Out of the entries that follow, copy each line containing "person".

Dataset entries
# # # #

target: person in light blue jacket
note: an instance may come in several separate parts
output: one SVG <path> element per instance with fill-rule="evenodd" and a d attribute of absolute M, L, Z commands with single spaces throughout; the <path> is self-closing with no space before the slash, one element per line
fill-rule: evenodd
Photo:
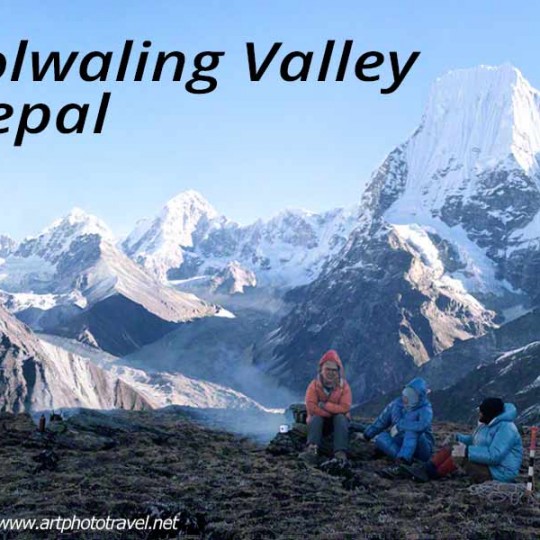
<path fill-rule="evenodd" d="M 474 433 L 456 436 L 466 447 L 465 459 L 487 465 L 493 480 L 499 482 L 513 481 L 521 467 L 523 442 L 514 424 L 516 417 L 516 407 L 512 403 L 487 398 L 480 405 L 480 423 Z"/>
<path fill-rule="evenodd" d="M 444 444 L 427 463 L 404 466 L 421 482 L 443 478 L 461 467 L 473 482 L 512 482 L 523 458 L 521 435 L 512 403 L 490 397 L 478 407 L 478 427 L 471 435 L 458 433 L 455 444 Z"/>
<path fill-rule="evenodd" d="M 431 421 L 433 411 L 424 379 L 417 377 L 389 403 L 368 426 L 363 438 L 375 438 L 375 445 L 387 456 L 410 463 L 413 458 L 428 461 L 433 453 Z M 385 431 L 390 428 L 390 431 Z"/>

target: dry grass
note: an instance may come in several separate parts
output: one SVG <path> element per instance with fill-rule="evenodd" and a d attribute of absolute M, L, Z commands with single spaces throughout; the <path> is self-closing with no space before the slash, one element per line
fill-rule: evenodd
<path fill-rule="evenodd" d="M 198 427 L 179 413 L 123 413 L 121 418 L 118 430 L 70 427 L 59 443 L 54 436 L 38 436 L 28 416 L 1 415 L 0 517 L 181 515 L 170 538 L 192 533 L 220 540 L 540 536 L 537 502 L 494 506 L 471 496 L 465 478 L 430 484 L 382 479 L 375 471 L 388 463 L 371 459 L 366 443 L 354 446 L 356 489 L 347 490 L 342 478 L 306 466 L 294 453 L 271 455 L 248 440 Z M 454 426 L 438 428 L 444 435 Z M 92 447 L 92 437 L 103 446 L 112 439 L 114 446 L 84 450 Z M 45 447 L 58 456 L 57 469 L 36 472 L 33 457 Z M 7 535 L 49 537 L 56 536 Z M 158 537 L 135 531 L 62 536 Z"/>

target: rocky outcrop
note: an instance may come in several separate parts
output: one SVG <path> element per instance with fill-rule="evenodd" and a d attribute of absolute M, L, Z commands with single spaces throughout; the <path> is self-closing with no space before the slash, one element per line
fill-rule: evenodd
<path fill-rule="evenodd" d="M 456 343 L 435 355 L 428 364 L 422 366 L 420 375 L 429 381 L 433 390 L 450 388 L 468 373 L 493 363 L 509 351 L 522 349 L 537 341 L 539 331 L 540 309 L 537 308 L 479 338 Z M 540 364 L 537 370 L 540 373 Z M 517 381 L 517 384 L 525 387 L 528 383 Z"/>
<path fill-rule="evenodd" d="M 393 389 L 432 356 L 493 326 L 494 314 L 443 274 L 403 231 L 357 231 L 255 358 L 300 392 L 324 351 L 334 348 L 355 401 Z"/>
<path fill-rule="evenodd" d="M 430 399 L 438 418 L 473 422 L 482 400 L 495 396 L 516 405 L 518 421 L 528 425 L 540 421 L 540 341 L 479 365 L 456 384 L 433 392 Z"/>
<path fill-rule="evenodd" d="M 0 410 L 61 407 L 148 409 L 149 401 L 119 378 L 43 343 L 0 306 Z"/>
<path fill-rule="evenodd" d="M 212 291 L 224 294 L 242 294 L 256 287 L 257 278 L 239 262 L 232 261 L 212 278 Z"/>

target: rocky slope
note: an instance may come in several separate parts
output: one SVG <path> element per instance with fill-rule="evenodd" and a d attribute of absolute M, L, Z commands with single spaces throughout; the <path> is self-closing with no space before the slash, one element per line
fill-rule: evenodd
<path fill-rule="evenodd" d="M 150 408 L 122 379 L 42 343 L 0 306 L 0 410 Z"/>
<path fill-rule="evenodd" d="M 300 391 L 324 351 L 334 348 L 361 402 L 493 327 L 494 313 L 445 275 L 438 258 L 429 260 L 409 232 L 353 233 L 340 258 L 303 291 L 307 300 L 258 345 L 257 363 Z"/>
<path fill-rule="evenodd" d="M 114 246 L 101 221 L 77 209 L 6 258 L 0 287 L 6 305 L 33 328 L 115 354 L 217 311 L 158 283 Z"/>
<path fill-rule="evenodd" d="M 153 408 L 174 404 L 193 408 L 226 409 L 233 415 L 240 409 L 262 410 L 259 403 L 238 391 L 236 386 L 226 386 L 225 377 L 208 377 L 200 369 L 198 373 L 193 373 L 189 369 L 183 369 L 183 366 L 176 367 L 172 363 L 166 365 L 164 352 L 153 346 L 147 351 L 149 361 L 143 362 L 136 361 L 131 356 L 118 358 L 75 340 L 44 334 L 39 337 L 43 348 L 54 361 L 62 362 L 75 358 L 90 363 L 110 377 L 129 385 Z M 164 339 L 170 343 L 169 336 Z M 141 355 L 146 355 L 145 350 L 143 347 Z M 181 357 L 184 353 L 182 349 L 174 349 L 173 352 Z M 135 358 L 141 355 L 136 354 Z M 195 363 L 200 364 L 201 360 L 206 361 L 206 357 L 196 357 Z M 209 359 L 208 363 L 211 361 L 212 359 Z M 240 371 L 236 372 L 236 375 L 239 377 Z M 253 371 L 251 377 L 255 378 Z"/>
<path fill-rule="evenodd" d="M 537 341 L 539 332 L 540 309 L 536 308 L 479 338 L 457 343 L 434 356 L 428 364 L 422 366 L 419 375 L 429 381 L 433 390 L 449 388 L 481 366 L 491 364 L 504 354 Z M 540 363 L 536 369 L 540 373 Z M 522 387 L 526 385 L 522 381 Z"/>
<path fill-rule="evenodd" d="M 459 342 L 433 357 L 411 376 L 426 379 L 437 419 L 472 421 L 484 397 L 500 396 L 516 404 L 519 420 L 540 421 L 538 332 L 540 310 L 535 309 L 491 330 Z M 378 414 L 401 392 L 401 385 L 358 407 L 363 414 Z"/>
<path fill-rule="evenodd" d="M 500 355 L 480 365 L 455 385 L 430 396 L 438 418 L 470 422 L 485 397 L 498 396 L 518 409 L 519 420 L 529 425 L 540 422 L 540 342 Z"/>
<path fill-rule="evenodd" d="M 83 412 L 44 435 L 24 415 L 0 415 L 0 426 L 1 517 L 150 516 L 152 524 L 177 517 L 168 533 L 115 530 L 109 538 L 533 539 L 540 526 L 538 500 L 495 504 L 472 494 L 463 477 L 430 484 L 380 478 L 375 471 L 388 462 L 373 459 L 369 443 L 353 444 L 346 479 L 301 463 L 294 444 L 271 453 L 200 428 L 177 410 Z M 456 428 L 439 424 L 437 433 Z"/>

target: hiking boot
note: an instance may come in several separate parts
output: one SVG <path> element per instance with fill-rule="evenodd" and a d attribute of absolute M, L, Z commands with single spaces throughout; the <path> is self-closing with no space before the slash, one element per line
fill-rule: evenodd
<path fill-rule="evenodd" d="M 319 449 L 316 444 L 310 444 L 303 452 L 300 452 L 298 458 L 309 465 L 319 463 Z"/>
<path fill-rule="evenodd" d="M 346 459 L 342 460 L 335 457 L 319 465 L 319 469 L 326 474 L 330 474 L 331 476 L 343 476 L 345 478 L 350 478 L 354 474 L 351 470 L 349 462 Z"/>
<path fill-rule="evenodd" d="M 395 480 L 397 478 L 408 478 L 409 474 L 402 469 L 403 465 L 390 465 L 380 471 L 377 471 L 379 476 L 388 478 L 389 480 Z"/>
<path fill-rule="evenodd" d="M 337 459 L 338 461 L 341 461 L 341 463 L 344 463 L 344 464 L 349 463 L 349 460 L 347 459 L 347 454 L 343 452 L 343 450 L 338 450 L 334 454 L 334 458 Z"/>
<path fill-rule="evenodd" d="M 429 474 L 426 466 L 423 463 L 415 463 L 414 465 L 401 465 L 401 468 L 407 472 L 413 480 L 417 482 L 429 482 Z"/>

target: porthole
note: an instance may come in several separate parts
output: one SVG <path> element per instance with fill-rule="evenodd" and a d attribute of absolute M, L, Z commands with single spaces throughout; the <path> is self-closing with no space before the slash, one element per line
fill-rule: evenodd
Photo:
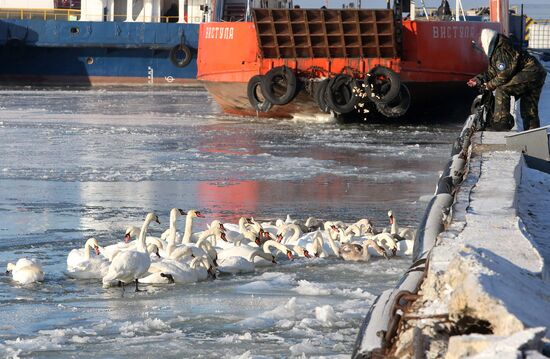
<path fill-rule="evenodd" d="M 93 63 L 94 63 L 94 58 L 93 58 L 93 57 L 88 57 L 88 58 L 86 59 L 86 63 L 87 63 L 88 65 L 93 64 Z"/>

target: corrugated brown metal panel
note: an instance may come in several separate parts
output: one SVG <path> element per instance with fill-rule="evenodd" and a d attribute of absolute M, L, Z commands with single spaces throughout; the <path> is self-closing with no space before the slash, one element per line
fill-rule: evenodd
<path fill-rule="evenodd" d="M 392 10 L 253 9 L 264 58 L 396 58 Z"/>

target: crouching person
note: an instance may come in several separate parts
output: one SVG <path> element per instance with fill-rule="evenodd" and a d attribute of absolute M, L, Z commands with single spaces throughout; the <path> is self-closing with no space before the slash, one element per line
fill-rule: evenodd
<path fill-rule="evenodd" d="M 516 49 L 503 34 L 481 30 L 481 47 L 489 59 L 486 72 L 468 81 L 468 86 L 481 86 L 495 91 L 495 109 L 491 128 L 508 131 L 514 127 L 510 114 L 510 96 L 520 99 L 524 130 L 540 127 L 539 99 L 546 70 L 527 51 Z"/>

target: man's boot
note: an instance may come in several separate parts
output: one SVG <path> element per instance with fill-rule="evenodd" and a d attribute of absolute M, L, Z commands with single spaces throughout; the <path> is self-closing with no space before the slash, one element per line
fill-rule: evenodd
<path fill-rule="evenodd" d="M 512 127 L 514 127 L 514 117 L 511 114 L 501 114 L 500 116 L 495 114 L 490 129 L 493 131 L 510 131 Z"/>

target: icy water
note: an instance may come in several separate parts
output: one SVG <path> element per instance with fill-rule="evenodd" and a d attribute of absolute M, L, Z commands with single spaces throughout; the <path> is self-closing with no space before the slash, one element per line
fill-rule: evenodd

# # # #

▶ **Exercise output**:
target: person in light blue jacket
target: crouching person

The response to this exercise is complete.